Document segment

Tilney’s assets under management (AUM) closed out the period at £24.1bn, increasing 60% year-on-year. Approximately 75% of its AUM is now in discretionary mandates and funds.

Chris Woodhouse (pictured), chief executive officer of Tilney, said 2017 was a “record year” for the firm.

“Importantly, we saw a 62% increase in gross new business, demonstrating our ability to grow organically as well as by acquisitions,” he said.

“With our past acquisitions of Towry and Ingenious Asset Management now fully integrated, our scalable business model delivered a doubling of EBITDA to £86.6 million whilst growing our EBITDA margin up to 43%.”

Elsewhere Tilney mentioned it has invested £15m in a new integrated wealth management technology solution that can support the whole business.

Woodhouse said this has been a strategically important project for the firm and confirmed the new technology will be fully implemented shortly.

More M&A

Tilney also said it will look to augment growth with new hires and potential acquisition opportunities.

The wealth manager has been highly acquisitive in recent years, snapping up two asset managers Ingenious and Towry in 2016.

The firm was rumoured to have put in an eleventh hour bid for rival Smith & Williamson, which was weighing up a merger with Rathbones.

Woodhouse said that increased regulation was putting further pressure on discretionary managers to join forces.

“The wealth management profession has of course had to respond to a considerable amount of new regulation in recent years and that is a particular challenge for such a fragmented profession,” he said.

“Against this backdrop the benefits of scale are becoming increasingly apparent. We will continue to look to accelerate our growth further through both hires of talented financial planners and investment managers who see the attractions of our model as well as exploring potential acquisition opportunities where the fit is right.”

Stated task a
Condense the paragraph of the Tilney article that begins "Tilney’s assets under management" into a short bulleted list that keeps its main figures.

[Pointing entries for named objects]
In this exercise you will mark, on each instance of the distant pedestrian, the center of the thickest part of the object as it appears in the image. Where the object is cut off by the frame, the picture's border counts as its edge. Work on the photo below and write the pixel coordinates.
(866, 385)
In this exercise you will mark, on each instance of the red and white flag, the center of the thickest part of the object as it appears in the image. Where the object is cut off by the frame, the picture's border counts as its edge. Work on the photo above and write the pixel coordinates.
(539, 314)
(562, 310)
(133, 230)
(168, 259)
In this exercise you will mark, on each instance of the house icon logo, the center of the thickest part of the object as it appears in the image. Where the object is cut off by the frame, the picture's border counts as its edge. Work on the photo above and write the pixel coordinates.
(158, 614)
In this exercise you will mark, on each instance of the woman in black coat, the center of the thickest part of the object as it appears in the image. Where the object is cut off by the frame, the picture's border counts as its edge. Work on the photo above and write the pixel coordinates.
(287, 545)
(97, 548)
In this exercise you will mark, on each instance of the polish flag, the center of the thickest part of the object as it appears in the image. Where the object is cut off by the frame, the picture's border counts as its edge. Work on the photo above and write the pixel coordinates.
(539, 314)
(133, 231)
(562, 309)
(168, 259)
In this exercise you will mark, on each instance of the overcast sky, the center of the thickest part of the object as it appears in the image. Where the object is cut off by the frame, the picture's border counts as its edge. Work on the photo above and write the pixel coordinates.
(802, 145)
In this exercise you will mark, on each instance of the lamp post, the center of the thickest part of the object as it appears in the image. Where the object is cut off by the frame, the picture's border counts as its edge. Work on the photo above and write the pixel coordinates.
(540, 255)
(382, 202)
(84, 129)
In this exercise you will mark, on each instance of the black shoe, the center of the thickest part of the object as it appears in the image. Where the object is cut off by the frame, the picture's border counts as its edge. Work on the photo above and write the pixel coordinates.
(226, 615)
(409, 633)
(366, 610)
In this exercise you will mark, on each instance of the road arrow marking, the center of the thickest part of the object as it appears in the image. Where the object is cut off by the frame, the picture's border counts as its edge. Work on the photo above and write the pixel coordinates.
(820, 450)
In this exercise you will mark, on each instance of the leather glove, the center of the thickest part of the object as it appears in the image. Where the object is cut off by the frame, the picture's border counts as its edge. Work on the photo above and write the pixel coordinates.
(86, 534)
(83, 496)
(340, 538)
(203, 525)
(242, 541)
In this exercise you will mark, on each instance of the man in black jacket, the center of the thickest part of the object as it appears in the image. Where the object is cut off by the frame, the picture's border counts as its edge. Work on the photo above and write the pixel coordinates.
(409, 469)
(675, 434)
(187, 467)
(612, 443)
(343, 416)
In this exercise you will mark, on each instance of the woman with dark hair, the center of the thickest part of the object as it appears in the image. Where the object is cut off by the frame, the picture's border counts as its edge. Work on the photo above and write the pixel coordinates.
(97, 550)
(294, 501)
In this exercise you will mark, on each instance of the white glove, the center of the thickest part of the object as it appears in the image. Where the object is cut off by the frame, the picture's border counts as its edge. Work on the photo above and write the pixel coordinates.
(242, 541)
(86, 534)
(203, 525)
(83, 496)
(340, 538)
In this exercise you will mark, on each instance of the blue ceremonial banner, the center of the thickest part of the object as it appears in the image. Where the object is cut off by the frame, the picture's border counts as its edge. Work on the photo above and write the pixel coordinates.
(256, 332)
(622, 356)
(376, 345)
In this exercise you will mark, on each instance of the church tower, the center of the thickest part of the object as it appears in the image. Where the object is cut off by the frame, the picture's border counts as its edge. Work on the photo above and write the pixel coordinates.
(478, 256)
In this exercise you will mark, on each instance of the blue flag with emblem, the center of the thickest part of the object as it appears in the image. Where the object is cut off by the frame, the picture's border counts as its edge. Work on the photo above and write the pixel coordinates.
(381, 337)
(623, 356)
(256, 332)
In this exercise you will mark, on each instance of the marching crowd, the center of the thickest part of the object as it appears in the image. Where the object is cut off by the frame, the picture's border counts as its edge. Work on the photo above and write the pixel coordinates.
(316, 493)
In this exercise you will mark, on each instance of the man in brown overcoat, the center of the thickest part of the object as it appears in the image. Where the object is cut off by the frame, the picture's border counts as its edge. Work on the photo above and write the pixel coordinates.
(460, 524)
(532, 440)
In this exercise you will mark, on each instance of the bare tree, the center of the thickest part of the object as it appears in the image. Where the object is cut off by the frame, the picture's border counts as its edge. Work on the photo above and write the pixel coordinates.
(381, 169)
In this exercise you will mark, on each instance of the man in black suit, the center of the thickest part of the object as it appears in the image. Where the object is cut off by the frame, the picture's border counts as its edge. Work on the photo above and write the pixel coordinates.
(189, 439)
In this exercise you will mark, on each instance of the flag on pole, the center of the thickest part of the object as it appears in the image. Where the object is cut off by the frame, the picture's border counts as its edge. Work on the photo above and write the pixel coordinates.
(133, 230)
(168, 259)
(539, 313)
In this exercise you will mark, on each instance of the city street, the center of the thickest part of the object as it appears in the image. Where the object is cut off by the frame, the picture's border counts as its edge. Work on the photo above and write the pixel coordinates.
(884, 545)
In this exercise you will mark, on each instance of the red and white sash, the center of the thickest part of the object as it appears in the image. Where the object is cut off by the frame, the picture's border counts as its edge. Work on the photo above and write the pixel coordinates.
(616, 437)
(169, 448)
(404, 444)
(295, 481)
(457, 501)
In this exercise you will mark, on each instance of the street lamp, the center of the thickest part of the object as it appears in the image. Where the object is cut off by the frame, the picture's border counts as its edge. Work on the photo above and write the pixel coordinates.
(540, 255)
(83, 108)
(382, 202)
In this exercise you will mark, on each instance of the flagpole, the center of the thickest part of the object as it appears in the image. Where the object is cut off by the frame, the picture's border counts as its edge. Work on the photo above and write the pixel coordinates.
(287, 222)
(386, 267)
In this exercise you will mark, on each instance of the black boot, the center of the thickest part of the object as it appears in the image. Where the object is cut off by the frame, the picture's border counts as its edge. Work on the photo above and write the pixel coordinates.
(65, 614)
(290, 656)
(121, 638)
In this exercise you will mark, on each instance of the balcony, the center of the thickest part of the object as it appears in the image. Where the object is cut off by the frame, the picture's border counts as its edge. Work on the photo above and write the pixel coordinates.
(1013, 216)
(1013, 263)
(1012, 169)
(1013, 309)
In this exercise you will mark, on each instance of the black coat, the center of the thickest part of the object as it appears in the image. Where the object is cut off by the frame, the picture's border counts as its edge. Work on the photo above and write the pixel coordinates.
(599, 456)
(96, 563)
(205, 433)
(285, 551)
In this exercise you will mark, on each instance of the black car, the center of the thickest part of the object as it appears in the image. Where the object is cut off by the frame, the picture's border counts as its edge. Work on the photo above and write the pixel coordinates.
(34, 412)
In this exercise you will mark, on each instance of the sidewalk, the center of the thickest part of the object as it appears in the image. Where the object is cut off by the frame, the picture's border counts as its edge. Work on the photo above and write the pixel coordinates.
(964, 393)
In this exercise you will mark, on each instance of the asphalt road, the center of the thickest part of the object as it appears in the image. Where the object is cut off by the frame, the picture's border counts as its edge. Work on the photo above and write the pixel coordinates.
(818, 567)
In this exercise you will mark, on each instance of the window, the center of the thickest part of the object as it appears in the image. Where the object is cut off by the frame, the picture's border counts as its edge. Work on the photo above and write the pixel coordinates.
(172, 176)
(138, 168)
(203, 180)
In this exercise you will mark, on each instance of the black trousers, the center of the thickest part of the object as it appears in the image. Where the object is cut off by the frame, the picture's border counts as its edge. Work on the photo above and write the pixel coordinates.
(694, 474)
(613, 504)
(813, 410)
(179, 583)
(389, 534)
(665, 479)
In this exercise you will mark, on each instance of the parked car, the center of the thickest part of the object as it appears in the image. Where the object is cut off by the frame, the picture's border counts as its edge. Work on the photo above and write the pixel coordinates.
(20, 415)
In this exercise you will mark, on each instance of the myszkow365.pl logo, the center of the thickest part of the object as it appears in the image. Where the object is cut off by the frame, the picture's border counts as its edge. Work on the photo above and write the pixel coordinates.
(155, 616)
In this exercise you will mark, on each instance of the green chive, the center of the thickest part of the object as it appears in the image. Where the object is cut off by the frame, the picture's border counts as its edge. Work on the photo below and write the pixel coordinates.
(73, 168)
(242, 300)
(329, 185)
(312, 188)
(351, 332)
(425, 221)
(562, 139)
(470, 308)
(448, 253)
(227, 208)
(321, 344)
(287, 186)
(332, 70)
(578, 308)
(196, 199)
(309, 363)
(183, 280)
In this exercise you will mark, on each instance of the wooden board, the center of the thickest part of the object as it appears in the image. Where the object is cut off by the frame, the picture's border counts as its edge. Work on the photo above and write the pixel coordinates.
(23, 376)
...
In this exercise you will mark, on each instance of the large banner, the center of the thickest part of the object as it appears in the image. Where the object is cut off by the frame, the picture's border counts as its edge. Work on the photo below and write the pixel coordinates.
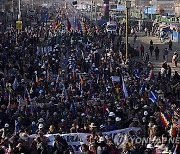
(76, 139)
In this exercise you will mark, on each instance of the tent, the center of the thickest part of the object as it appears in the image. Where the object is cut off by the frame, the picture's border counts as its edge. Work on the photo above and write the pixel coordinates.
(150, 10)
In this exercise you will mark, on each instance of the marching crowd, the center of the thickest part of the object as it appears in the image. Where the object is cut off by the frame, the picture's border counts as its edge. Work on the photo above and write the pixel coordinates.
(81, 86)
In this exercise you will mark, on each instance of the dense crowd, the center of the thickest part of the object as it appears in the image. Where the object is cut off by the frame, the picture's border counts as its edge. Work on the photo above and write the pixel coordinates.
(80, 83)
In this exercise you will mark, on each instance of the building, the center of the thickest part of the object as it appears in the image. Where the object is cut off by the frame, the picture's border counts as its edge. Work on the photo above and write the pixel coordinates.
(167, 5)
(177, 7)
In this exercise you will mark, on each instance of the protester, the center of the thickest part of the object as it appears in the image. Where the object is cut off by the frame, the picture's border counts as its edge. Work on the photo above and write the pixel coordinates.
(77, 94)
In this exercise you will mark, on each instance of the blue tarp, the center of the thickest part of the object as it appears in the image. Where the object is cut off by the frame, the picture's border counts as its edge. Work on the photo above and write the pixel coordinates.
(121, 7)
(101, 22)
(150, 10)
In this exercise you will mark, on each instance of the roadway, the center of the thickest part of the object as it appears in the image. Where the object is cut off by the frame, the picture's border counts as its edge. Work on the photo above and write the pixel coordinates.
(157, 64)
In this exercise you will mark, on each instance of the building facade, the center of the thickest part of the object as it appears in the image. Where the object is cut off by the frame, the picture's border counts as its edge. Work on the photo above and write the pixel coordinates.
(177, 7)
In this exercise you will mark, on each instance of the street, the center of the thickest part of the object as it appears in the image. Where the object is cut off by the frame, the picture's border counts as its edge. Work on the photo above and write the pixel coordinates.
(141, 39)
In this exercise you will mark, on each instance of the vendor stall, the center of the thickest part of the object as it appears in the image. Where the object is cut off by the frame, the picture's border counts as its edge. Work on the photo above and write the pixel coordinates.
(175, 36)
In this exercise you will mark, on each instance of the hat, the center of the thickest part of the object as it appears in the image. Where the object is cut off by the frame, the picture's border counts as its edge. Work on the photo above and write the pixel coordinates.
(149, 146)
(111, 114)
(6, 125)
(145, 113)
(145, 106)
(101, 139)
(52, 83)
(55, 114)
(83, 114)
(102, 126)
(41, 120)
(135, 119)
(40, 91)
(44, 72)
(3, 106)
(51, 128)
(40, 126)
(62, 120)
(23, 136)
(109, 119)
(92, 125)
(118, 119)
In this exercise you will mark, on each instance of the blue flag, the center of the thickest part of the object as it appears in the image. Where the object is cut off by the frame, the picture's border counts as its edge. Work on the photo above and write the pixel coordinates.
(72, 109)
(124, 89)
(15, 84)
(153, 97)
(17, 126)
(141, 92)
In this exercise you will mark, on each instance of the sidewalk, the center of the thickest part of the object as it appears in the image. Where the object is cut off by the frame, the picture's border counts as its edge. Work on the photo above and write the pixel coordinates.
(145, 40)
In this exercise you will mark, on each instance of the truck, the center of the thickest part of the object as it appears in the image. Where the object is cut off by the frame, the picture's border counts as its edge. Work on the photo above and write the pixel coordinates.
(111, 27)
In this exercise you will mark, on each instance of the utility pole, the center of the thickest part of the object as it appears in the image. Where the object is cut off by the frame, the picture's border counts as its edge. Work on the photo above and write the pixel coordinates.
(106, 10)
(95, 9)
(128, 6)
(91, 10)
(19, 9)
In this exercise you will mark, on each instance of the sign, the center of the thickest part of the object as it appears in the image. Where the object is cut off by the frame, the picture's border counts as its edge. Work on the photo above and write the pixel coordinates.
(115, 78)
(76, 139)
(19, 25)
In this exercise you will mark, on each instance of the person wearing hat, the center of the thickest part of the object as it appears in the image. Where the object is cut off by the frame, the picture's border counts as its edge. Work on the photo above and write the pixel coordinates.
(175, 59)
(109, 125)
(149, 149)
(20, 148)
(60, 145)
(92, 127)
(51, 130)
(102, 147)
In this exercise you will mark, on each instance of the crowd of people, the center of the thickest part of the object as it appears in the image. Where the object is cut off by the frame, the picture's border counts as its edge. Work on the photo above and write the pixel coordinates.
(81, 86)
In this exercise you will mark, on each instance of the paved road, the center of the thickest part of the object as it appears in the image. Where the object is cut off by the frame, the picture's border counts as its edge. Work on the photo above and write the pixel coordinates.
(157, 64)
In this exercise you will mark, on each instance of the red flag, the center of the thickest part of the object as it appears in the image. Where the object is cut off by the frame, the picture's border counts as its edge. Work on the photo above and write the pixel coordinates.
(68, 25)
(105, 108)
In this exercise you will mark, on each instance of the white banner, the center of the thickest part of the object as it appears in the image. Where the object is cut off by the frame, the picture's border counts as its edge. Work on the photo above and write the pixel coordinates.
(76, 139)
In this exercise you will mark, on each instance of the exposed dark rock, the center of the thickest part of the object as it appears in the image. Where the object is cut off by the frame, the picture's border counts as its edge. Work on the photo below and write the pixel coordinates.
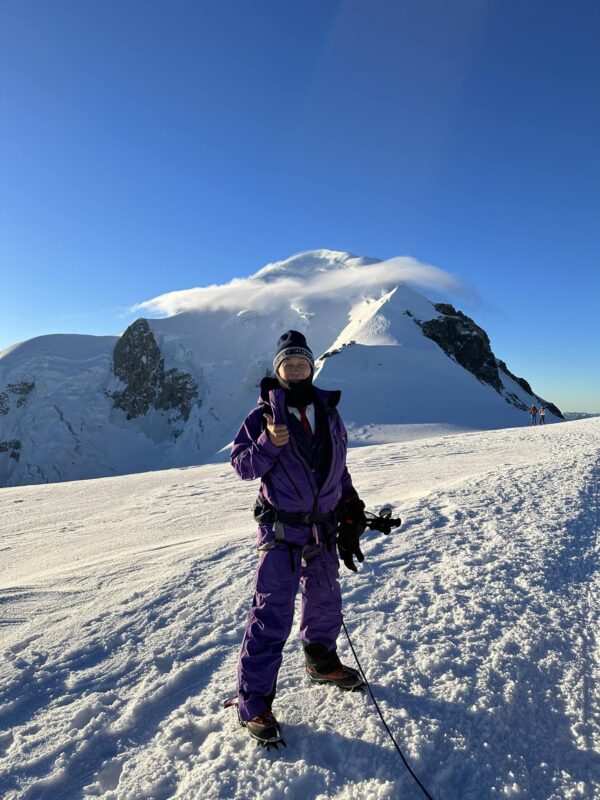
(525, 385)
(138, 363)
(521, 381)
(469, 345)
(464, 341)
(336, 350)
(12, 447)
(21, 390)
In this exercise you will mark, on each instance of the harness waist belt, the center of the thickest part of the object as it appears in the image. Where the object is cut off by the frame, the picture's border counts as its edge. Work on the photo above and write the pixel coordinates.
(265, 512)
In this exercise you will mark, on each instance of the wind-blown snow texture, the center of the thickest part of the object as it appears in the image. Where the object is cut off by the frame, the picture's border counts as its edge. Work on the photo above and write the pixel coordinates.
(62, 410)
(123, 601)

Stated task b
How many lines in the records contain the string "post"? Reply with the number only.

Worked answer a
- Assets under management (AUM) ended the period at £24.1bn.
- That was a 60% rise year-on-year.
- About 75% of AUM is now in discretionary mandates and funds.

Worked answer b
1